• [Goal] Copy every line of the data below unchanged, except shift each x and y coordinate in the answers by adding 14.

..............................

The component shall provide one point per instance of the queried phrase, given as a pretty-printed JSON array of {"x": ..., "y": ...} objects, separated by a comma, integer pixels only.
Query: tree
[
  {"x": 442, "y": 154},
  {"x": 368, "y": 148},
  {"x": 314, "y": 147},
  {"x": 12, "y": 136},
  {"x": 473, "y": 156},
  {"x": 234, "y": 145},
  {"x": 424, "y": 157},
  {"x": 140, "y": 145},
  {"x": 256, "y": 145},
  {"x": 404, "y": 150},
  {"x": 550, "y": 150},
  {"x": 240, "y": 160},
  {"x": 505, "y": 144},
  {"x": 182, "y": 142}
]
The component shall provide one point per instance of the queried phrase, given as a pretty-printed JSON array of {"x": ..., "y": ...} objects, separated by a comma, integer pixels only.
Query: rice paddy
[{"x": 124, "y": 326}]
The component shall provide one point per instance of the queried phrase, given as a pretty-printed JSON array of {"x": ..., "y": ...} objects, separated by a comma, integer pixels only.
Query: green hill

..............................

• [Finished exercise]
The component shall provide one point per instance of the queried phrase, given as a pretty-printed JSON array of {"x": ..., "y": ...} objects, separated by a comma, integer pixels only.
Query: tree
[
  {"x": 456, "y": 168},
  {"x": 382, "y": 162},
  {"x": 328, "y": 161},
  {"x": 26, "y": 150},
  {"x": 487, "y": 170},
  {"x": 248, "y": 159},
  {"x": 438, "y": 171},
  {"x": 154, "y": 159},
  {"x": 270, "y": 159},
  {"x": 418, "y": 164},
  {"x": 564, "y": 164},
  {"x": 254, "y": 174},
  {"x": 519, "y": 158},
  {"x": 196, "y": 156}
]
The component shall provide one point per instance of the queried phrase, given as a pretty-printed JSON array of {"x": ..., "y": ...} objects, separated by a comma, integer pixels only.
Query: rice paddy
[{"x": 138, "y": 340}]
The component shall provide one point per instance of the queried phrase, given as a pretty-printed JSON array of {"x": ..., "y": ...} objects, separated by a comma, integer pixels only.
Query: green hill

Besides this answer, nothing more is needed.